• Document segment
Start
Good lord you don't even have to see anything but her legs to see she has a great body!!! WTF???

I just assumed since she feels fat that she is/was a little over weight or whatever. Dear god, legs like that, no wonder you chase her around the house constantly. 










(you still have to secretly sneak those sandals out to the trash, however)


----------



## Faithful Wife (Oct 31, 2012)

Spicy said:


> I had a helluva time finding a pair with the "pinstripe" up the back (backseam) style and plain ole tan fishnets to replace my last ones. Vickys Secret was going to be my last ditch effort, but after I went everywhere else (in person I mean) they said they discontinued them. :surprise: RUDE!
> 
> I finally found some at Forever21, and they are total junk.
> 
> I did like the ones I got at Hot Topic, but they didn't have either of the two styles I mentioned above. I'm too damn picky and not satisfied with "here's something kinda like what you wanted". Plus, I am twice the age of all the shoppers at those places, so it's clear I am not their target audience so they don't give a rats ass what I want :grin2:


http://www.legavenue.com/hosiery.html

This place has everything you could ever want. This brand is typically sold at porn/stripper stores (I'm not sure what you have where you live) or you can order online. They are not top quality but they definitely aren't total junk. They have so many fun styles. They have several options that are just nude with a stripe up the leg.

Personally, for sexy wear I still love fishnets. Strangely, they hide cellulite and imperfections better than anything else. Even the very wide patterns. In fact they are better than the closer fishnet patterns for hiding imperfections.

If I buy a pair of hose that are mainly to turn on my man and/or sex wear, I'm happy if I can at least get 4 wears out of them.

Beyond that point, they've been so utterly abused by us having sex with me in them that they cannot possibly stand up to any more of it.


----------



## arbitrator (Feb 13, 2012)

Steve1000 said:


> Speaking of hoes, what does it for me is to see my lady with this:


*I sadly found out that my RSXW was one!*


----------



## Faithful Wife (Oct 31, 2012)

Apexmale said:


> Is she wearing an anklet?


See @badsanta there you go, already dudes taking a close look at your wife's legs.....she's a fox. :x


----------



## Spicy (Jun 18, 2016)
End
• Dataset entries
Start
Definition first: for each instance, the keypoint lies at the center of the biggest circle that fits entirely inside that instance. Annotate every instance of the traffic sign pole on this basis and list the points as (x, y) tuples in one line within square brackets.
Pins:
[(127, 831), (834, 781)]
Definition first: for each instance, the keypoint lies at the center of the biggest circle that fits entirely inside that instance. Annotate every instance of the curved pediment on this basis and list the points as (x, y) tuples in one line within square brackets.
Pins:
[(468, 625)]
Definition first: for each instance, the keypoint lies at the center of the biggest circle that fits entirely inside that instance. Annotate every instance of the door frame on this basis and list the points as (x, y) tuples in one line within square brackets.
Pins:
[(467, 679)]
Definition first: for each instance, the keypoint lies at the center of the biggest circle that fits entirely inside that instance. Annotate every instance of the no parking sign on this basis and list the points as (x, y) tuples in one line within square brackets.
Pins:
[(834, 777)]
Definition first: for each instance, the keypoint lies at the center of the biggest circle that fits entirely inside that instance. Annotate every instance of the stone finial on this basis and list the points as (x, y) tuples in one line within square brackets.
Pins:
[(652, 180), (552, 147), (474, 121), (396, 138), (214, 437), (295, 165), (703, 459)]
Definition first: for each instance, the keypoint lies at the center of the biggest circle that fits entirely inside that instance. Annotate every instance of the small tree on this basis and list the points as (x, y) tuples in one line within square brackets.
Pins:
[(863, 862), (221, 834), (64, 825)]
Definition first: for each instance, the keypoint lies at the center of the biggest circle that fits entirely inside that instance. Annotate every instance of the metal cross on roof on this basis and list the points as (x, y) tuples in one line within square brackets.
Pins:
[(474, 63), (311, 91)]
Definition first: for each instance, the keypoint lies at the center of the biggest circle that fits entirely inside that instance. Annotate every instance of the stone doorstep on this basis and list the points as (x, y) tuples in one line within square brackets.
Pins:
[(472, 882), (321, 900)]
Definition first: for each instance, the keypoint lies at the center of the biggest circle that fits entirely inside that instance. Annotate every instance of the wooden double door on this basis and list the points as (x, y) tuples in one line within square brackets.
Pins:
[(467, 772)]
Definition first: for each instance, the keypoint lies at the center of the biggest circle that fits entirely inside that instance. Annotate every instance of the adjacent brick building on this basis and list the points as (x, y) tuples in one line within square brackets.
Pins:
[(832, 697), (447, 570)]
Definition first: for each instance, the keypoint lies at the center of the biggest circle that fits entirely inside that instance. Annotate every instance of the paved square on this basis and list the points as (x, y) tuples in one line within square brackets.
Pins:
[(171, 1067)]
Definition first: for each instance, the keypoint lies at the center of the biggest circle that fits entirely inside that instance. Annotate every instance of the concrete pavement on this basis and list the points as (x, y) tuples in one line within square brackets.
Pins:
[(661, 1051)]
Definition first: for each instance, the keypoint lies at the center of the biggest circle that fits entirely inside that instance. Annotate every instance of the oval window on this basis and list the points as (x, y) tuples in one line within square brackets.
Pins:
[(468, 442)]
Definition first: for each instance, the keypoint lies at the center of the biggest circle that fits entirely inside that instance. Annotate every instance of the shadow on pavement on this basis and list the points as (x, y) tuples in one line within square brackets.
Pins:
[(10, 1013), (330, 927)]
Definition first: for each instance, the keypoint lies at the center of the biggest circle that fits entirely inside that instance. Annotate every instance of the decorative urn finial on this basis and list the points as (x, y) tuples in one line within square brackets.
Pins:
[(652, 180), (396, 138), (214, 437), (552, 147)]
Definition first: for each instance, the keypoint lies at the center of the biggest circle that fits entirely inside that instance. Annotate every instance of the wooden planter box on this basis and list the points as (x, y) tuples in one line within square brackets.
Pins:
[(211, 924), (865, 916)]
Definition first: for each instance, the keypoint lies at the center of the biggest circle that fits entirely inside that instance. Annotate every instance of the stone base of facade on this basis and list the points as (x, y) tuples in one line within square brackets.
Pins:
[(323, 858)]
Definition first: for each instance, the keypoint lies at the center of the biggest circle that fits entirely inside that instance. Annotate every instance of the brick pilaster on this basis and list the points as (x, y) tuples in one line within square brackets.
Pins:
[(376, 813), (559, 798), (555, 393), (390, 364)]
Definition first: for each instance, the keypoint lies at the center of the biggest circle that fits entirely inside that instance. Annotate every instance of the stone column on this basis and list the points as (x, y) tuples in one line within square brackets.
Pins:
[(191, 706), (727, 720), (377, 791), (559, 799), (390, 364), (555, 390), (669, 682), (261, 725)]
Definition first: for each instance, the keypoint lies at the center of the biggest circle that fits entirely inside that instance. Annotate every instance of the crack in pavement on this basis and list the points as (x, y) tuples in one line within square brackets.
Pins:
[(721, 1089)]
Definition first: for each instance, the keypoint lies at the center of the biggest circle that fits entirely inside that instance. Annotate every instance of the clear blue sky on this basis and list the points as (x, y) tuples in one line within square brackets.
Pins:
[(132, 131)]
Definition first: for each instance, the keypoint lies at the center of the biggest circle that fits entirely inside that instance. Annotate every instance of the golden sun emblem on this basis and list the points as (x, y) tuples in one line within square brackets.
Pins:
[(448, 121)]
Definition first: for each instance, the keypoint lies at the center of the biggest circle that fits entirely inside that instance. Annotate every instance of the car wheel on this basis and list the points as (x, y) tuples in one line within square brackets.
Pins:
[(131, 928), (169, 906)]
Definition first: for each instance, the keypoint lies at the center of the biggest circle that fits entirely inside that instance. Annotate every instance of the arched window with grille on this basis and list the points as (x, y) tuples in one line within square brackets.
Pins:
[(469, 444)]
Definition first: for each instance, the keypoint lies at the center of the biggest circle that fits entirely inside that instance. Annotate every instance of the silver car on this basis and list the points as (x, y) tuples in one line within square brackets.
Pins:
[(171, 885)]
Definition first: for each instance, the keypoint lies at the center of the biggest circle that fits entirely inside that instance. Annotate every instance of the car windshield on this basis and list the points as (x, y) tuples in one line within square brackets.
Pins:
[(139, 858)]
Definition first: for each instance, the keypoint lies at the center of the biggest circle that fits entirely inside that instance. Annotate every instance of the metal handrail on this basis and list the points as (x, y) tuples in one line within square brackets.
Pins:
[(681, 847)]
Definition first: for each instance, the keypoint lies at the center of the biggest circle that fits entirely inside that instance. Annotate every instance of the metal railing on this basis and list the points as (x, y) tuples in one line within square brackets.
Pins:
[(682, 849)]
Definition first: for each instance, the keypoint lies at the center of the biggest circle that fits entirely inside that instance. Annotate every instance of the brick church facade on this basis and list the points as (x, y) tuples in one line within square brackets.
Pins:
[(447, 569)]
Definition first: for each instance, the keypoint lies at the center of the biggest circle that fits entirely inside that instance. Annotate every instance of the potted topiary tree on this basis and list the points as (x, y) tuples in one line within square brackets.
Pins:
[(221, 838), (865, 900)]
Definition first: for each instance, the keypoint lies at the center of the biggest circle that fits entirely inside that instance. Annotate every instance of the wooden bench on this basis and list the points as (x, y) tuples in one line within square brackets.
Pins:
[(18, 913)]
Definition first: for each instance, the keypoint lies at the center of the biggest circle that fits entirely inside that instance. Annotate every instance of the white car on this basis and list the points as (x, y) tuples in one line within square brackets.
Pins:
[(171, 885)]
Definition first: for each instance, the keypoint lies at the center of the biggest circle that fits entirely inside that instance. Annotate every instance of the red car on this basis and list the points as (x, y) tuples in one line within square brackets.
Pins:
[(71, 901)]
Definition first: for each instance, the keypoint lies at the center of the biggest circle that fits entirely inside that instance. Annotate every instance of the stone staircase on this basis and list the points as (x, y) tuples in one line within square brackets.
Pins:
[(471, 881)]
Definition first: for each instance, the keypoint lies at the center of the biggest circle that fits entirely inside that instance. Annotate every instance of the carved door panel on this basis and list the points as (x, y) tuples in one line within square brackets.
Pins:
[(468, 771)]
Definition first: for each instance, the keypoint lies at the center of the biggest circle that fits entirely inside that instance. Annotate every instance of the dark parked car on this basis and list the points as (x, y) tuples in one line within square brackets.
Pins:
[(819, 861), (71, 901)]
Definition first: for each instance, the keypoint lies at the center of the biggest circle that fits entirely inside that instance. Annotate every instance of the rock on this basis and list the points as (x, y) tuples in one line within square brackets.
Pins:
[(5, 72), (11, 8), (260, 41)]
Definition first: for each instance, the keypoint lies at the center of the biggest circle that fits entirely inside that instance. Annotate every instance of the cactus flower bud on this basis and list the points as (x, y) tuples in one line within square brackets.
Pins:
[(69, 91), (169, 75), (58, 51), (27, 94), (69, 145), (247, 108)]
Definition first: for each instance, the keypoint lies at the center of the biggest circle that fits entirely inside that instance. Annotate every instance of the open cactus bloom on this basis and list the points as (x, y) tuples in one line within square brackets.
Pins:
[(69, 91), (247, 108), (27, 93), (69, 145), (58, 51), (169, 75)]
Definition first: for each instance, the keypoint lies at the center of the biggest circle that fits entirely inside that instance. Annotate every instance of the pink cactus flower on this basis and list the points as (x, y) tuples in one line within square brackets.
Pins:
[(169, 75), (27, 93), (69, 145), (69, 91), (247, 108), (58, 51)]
End
• What this exercise asks
(a) In the records, retype the lines starting at the one that contains "the wooden bench" and ending after the one that contains "[(5, 72), (11, 8), (260, 41)]".
(b) Write what comes next in the forum thread about hosiery and legs, picking up after its final line.
The records bear no relation to the text.

• Answers for the tasks
(a)
Definition first: for each instance, the keypoint lies at the center of the biggest circle that fits entirely inside that instance. Annotate every instance of the wooden bench on this basis and list the points as (x, y) tuples in one line within square brackets.
Pins:
[(18, 913)]
Definition first: for each instance, the keypoint lies at the center of the biggest circle that fits entirely inside that instance. Annotate every instance of the white car on this basis and list the points as (x, y) tuples in one line within square brackets.
Pins:
[(171, 885)]
Definition first: for each instance, the keypoint lies at the center of the biggest circle that fits entirely inside that instance. Annotate every instance of the red car on this basis and list the points as (x, y) tuples in one line within square brackets.
Pins:
[(71, 901)]
Definition first: for each instance, the keypoint lies at the center of the biggest circle that fits entirely inside that instance. Annotate every instance of the stone staircase on this basis and list the points as (x, y) tuples in one line within square brackets.
Pins:
[(471, 881)]
Definition first: for each instance, the keypoint lies at the center of the biggest circle that fits entirely inside that instance. Annotate every instance of the carved door panel on this basis and list the points as (x, y) tuples in one line within square brackets.
Pins:
[(468, 771)]
Definition first: for each instance, the keypoint lies at the center of the biggest circle that fits entirely inside that instance. Annotate every instance of the dark parked car on this basis and list the points as (x, y) tuples in one line within square brackets.
Pins:
[(819, 861), (71, 901)]
Definition first: for each instance, the keypoint lies at the center of the biggest circle that fits entirely inside that instance. Annotate every instance of the rock on this basis and list the points as (x, y) tuples in one line within square brackets.
Pins:
[(5, 72), (11, 8), (260, 41)]

(b)
Awesome, thank you! I will give them a whirl! Yeah, I didn't mind the VS stuff because they were quality that lasted for the bucks, but a one time wear, that literally ran while gently pulling them on, makes for a angry Spice. >


Faithful Wife said:


> Hosiery | Leg Avenue
> 
> This place has everything you could ever want. This brand is typically sold at porn/stripper stores (I'm not sure what you have where you live) or you can order online. They are not top quality but they definitely aren't total junk. They have so many fun styles. They have several options that are just nude with a stripe up the leg.
> 
> ...


----------



## badsanta (Oct 13, 2014)

Faithful Wife said:


> Ok wait a minute...wait a minute....
> 
> @badsanta I just assumed this was another internet picture.
> 
> ...


You assumed correctly, just a random internet picture by googling "garden hose woman" 

Like I would seriously post a photo of my real wife in a thread of some guy all excited about seeing pantyhose. 

As for the story about the snake, I was speculating and assuming after squinting my eyes at the photo. While I made that story up, perhaps it _could_ be true.

>

Badsanta


----------



## badsanta (Oct 13, 2014)

Faithful Wife said:


> See @badsanta there you go, already dudes taking a close look at your wife's legs.....she's a fox. :x


What if that is a guy wearing a skirt?


----------



## badsanta (Oct 13, 2014)

Faithful Wife said:


> See @badsanta there you go, already dudes taking a close look at your wife's legs.....she's a fox. :x


For anyone interested in this photo, here is a better source:

https://cyretinta.com/product/lifetime-58-hose-50/

and a close up of the tattoo. Don't know who this person is, but I bet it has helped sell some hoses!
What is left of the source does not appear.